Only one stretch of the records below should be repeated. It starts with the line containing "Every instance of the black glove" and goes on through the line containing "Target: mirror frame", exactly as written.

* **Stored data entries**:
+ + + + +

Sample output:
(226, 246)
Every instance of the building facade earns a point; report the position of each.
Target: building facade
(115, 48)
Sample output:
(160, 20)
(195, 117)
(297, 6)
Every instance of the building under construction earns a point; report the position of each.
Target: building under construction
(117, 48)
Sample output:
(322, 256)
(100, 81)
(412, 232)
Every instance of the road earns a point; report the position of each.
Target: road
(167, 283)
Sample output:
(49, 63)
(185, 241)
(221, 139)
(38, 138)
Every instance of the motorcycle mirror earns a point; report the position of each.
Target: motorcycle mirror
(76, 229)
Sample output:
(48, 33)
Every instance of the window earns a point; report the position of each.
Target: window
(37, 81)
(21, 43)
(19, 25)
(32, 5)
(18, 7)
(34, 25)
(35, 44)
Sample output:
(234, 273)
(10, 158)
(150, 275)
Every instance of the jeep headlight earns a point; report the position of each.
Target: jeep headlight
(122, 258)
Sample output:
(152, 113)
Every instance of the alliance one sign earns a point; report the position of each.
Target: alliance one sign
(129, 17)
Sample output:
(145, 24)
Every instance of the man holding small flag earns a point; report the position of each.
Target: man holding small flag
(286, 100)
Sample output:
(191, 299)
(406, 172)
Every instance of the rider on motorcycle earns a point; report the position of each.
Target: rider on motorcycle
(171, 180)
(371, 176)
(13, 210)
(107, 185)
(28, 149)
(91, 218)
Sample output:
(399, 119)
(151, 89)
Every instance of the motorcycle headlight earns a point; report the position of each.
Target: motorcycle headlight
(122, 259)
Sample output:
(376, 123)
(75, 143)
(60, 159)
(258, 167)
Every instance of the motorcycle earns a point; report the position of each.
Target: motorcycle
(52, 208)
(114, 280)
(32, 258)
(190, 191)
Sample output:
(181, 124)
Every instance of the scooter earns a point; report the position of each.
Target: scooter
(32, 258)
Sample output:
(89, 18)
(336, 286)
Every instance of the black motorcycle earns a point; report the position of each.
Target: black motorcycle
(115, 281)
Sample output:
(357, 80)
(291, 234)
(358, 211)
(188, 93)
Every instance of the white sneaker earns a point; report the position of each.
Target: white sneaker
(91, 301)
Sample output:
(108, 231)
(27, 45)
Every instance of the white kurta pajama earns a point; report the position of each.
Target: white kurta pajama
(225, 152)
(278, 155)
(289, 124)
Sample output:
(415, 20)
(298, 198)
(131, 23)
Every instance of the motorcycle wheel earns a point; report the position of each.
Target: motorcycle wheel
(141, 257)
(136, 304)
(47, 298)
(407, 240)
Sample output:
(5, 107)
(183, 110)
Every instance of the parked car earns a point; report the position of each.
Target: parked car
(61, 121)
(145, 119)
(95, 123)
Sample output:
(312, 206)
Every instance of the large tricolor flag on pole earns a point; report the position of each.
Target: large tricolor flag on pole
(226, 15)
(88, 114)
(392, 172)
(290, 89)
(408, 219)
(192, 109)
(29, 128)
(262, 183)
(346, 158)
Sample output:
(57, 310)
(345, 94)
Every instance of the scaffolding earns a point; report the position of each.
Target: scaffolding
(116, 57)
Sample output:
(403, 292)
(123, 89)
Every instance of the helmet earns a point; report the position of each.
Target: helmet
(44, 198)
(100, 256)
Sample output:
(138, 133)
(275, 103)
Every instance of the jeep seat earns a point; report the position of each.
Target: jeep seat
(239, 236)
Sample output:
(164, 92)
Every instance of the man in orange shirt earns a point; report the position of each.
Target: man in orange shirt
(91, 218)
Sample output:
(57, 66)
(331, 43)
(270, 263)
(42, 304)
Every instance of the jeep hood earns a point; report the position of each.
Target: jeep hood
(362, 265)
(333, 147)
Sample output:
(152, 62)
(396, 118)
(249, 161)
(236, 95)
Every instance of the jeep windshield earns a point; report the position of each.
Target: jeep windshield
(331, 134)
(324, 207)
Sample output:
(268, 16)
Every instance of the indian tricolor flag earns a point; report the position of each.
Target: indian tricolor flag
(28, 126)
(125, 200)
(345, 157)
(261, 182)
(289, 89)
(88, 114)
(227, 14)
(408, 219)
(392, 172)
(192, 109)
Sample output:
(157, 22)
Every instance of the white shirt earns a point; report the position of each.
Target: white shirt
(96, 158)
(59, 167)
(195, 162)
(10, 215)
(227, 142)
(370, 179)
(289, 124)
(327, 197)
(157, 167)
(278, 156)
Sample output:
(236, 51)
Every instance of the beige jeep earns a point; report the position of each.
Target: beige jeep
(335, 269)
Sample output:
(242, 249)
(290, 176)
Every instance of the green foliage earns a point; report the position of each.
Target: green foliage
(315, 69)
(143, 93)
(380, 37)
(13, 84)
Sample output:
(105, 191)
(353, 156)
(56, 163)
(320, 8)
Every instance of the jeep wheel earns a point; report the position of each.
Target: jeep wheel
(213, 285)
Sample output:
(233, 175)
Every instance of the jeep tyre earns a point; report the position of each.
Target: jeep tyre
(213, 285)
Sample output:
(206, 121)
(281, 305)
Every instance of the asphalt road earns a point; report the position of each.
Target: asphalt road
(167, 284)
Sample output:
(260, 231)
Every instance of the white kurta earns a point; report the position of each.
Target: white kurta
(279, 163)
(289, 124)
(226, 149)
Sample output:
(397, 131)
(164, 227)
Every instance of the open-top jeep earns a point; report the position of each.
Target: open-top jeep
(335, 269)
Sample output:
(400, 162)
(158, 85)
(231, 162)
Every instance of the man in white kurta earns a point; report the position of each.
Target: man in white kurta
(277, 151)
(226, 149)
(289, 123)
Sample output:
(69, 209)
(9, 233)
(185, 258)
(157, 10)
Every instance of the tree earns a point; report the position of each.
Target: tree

+ + + + +

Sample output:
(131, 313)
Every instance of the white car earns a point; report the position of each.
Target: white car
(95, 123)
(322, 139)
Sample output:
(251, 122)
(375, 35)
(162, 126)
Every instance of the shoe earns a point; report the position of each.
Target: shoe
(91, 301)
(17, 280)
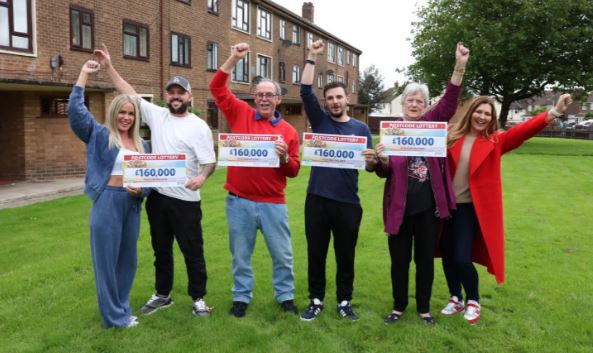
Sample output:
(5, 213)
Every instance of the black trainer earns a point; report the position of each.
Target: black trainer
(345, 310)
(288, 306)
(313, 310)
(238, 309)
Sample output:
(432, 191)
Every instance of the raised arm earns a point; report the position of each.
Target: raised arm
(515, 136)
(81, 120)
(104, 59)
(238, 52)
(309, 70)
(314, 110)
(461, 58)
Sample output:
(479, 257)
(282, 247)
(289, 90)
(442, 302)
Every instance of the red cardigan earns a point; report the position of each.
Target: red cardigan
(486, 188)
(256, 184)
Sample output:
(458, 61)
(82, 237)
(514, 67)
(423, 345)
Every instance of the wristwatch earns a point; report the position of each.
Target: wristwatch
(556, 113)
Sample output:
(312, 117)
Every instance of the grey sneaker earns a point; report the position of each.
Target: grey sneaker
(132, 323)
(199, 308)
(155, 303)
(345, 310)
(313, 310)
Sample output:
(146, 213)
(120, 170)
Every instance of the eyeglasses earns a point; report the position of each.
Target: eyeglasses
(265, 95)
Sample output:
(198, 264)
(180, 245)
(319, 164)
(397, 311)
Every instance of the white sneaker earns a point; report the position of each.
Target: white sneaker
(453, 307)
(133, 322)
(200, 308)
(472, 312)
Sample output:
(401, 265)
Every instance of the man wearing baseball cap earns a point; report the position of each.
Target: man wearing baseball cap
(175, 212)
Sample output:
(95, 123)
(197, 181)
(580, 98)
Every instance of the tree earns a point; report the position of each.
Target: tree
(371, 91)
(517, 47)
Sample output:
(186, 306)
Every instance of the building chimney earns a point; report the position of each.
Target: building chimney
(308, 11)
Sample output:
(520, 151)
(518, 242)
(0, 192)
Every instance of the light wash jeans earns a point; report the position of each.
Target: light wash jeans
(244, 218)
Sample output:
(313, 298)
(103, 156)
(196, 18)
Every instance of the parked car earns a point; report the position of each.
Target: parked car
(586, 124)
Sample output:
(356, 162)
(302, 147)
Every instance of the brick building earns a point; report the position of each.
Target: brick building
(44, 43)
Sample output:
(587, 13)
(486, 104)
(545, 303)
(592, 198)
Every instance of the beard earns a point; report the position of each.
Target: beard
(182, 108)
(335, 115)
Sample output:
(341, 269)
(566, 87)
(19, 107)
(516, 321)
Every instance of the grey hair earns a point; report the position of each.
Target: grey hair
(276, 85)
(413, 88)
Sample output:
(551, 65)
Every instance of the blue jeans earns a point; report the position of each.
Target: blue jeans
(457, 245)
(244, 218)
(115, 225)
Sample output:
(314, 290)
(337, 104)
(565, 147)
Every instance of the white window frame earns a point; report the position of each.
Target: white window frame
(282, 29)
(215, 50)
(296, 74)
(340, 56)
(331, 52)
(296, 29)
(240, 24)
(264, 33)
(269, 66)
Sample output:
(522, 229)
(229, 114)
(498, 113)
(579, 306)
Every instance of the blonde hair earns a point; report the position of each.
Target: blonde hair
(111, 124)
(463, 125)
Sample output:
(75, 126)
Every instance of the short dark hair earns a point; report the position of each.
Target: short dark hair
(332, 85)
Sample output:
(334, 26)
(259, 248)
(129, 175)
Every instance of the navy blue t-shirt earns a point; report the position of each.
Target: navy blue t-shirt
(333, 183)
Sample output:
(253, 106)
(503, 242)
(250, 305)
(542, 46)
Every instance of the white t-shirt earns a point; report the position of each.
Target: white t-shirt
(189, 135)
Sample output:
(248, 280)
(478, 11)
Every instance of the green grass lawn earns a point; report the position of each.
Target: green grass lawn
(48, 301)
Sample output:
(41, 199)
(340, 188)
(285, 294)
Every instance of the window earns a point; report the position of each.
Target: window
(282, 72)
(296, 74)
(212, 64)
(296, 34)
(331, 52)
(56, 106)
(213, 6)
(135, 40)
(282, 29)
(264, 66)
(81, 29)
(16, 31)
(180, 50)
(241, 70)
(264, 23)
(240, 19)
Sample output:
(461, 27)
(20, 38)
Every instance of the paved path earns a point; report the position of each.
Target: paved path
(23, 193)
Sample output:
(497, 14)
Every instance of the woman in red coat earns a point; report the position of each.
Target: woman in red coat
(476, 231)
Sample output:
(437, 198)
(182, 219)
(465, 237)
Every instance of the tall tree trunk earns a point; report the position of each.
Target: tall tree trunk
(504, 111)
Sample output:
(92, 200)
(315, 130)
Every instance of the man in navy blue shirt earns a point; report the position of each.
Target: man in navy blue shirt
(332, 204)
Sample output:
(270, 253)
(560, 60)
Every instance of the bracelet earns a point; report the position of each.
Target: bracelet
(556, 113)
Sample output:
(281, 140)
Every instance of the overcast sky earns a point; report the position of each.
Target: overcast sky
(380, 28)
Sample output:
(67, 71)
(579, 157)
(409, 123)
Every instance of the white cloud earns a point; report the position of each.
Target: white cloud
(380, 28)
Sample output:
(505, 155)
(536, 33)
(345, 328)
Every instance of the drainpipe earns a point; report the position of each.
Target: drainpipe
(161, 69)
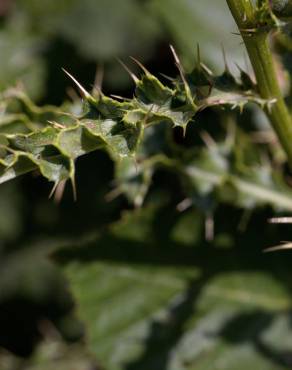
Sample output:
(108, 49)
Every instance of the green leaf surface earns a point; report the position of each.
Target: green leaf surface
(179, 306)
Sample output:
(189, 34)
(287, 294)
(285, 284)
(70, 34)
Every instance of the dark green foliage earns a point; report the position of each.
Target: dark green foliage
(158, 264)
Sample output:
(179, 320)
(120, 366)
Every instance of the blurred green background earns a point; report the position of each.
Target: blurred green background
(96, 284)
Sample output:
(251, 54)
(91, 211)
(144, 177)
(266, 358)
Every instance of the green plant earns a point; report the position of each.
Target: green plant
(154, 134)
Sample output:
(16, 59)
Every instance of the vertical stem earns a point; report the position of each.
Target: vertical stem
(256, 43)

+ + + + +

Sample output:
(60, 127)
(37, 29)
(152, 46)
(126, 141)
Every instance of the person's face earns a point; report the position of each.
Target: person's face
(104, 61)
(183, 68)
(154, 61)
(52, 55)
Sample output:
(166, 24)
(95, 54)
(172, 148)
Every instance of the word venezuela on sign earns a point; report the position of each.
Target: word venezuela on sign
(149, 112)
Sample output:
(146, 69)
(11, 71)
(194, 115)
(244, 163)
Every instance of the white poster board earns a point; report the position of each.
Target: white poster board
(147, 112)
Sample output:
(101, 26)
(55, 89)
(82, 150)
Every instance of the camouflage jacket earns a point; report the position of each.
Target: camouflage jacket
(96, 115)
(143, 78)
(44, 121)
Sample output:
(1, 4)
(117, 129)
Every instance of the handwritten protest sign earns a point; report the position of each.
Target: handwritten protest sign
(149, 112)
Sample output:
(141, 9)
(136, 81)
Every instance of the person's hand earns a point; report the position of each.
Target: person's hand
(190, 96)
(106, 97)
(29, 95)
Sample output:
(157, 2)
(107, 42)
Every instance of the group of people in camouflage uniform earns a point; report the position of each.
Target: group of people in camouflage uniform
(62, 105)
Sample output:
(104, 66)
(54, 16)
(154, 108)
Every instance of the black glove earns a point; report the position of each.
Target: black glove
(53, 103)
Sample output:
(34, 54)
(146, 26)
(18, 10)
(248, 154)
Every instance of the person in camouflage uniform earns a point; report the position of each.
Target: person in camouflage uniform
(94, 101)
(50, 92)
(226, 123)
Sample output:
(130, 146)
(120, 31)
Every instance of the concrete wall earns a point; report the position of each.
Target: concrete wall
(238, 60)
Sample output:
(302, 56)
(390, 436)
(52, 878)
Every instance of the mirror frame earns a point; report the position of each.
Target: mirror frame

+ + + + +

* **SOLUTION FOR THIS PROBLEM**:
Every instance of the black glove earns a point; report the position of each.
Target: black glove
(53, 103)
Sample output:
(34, 54)
(146, 26)
(18, 10)
(248, 154)
Every instance of the person in camouflage uniform earns a point; report the position of each.
Target: person in camouflage uniform
(94, 101)
(50, 92)
(226, 123)
Sample output:
(130, 146)
(120, 31)
Every instance of the concrete wall earns a point; report the position of each.
Target: concrete wall
(238, 60)
Sample output:
(302, 56)
(390, 436)
(52, 878)
Every instance of the mirror frame earns a point; report the position of each.
Target: mirror frame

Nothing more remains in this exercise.